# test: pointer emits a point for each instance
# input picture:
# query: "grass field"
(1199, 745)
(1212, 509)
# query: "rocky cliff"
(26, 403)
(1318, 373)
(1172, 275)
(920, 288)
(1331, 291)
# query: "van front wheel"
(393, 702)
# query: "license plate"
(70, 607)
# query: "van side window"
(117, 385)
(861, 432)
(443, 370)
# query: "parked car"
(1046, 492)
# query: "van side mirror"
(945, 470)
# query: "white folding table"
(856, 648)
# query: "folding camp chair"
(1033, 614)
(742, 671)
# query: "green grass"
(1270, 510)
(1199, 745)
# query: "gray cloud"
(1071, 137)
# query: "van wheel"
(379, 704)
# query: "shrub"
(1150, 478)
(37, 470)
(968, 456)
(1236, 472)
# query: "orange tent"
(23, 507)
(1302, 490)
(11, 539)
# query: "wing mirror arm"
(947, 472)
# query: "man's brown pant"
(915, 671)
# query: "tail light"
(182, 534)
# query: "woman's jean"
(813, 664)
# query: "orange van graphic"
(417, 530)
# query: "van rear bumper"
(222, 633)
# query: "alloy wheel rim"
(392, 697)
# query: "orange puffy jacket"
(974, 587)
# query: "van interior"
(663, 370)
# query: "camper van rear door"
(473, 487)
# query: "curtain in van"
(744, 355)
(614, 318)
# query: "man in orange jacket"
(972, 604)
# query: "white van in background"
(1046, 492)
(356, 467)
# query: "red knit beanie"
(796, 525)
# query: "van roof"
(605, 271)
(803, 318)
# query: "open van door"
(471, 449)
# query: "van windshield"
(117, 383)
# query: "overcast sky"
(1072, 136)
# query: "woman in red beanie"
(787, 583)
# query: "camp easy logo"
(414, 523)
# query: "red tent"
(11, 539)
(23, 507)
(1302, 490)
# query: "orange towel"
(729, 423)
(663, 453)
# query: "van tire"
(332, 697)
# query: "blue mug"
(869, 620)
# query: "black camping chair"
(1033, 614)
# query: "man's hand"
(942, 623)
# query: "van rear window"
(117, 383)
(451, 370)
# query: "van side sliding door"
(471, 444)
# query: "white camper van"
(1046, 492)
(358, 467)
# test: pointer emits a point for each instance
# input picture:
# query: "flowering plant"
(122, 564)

» DESCRIPTION OF THE TASK
The whole block of entries above should be repeated exactly.

» SOLUTION
# test: pointer emits a point for each instance
# input picture:
# query: "grass field"
(1199, 745)
(1212, 509)
# query: "rocky cliff"
(26, 403)
(1318, 373)
(1172, 275)
(920, 288)
(1331, 291)
# query: "van front wheel"
(393, 702)
# query: "license plate"
(70, 607)
# query: "van side window"
(117, 385)
(861, 432)
(443, 370)
# query: "parked car"
(1046, 492)
# query: "van side mirror"
(945, 470)
# query: "white folding table"
(856, 648)
# query: "folding camp chair"
(1033, 614)
(742, 671)
# query: "green grass"
(1270, 510)
(1199, 745)
# query: "gray cloud"
(1071, 137)
# query: "van wheel"
(379, 704)
# query: "shrub"
(1150, 478)
(37, 470)
(968, 456)
(1236, 472)
# query: "orange tent"
(23, 507)
(1302, 490)
(11, 539)
# query: "wing mirror arm"
(947, 472)
# query: "man's brown pant"
(915, 671)
# query: "tail light"
(182, 534)
# query: "woman's jean"
(813, 664)
# query: "orange van graphic"
(417, 530)
# query: "van rear bumper"
(222, 633)
# query: "alloy wheel rim"
(392, 697)
# query: "orange puffy jacket"
(974, 587)
# query: "van interior"
(663, 370)
# query: "camper van rear door"
(473, 487)
# query: "curtain in van"
(744, 355)
(614, 318)
# query: "man in orange jacket"
(972, 604)
# query: "white van in background"
(1046, 492)
(356, 467)
# query: "red knit beanie"
(796, 525)
# query: "van roof"
(605, 271)
(803, 318)
# query: "open van door"
(471, 449)
# query: "van windshield"
(117, 383)
# query: "overcast sky"
(1072, 136)
# query: "woman in red beanie"
(787, 583)
# query: "camp easy logo"
(414, 523)
# query: "red tent"
(11, 539)
(23, 507)
(1302, 490)
# query: "orange towel"
(729, 423)
(663, 453)
# query: "van tire"
(332, 697)
# query: "blue mug"
(869, 620)
# query: "black camping chair"
(1033, 614)
# query: "man's hand"
(942, 623)
# query: "van rear window"
(117, 383)
(451, 370)
# query: "van side sliding door"
(471, 444)
# query: "white camper van"
(1046, 492)
(358, 467)
# test: pointer emits a point for each instance
# input picture:
# query: "flowering plant"
(122, 564)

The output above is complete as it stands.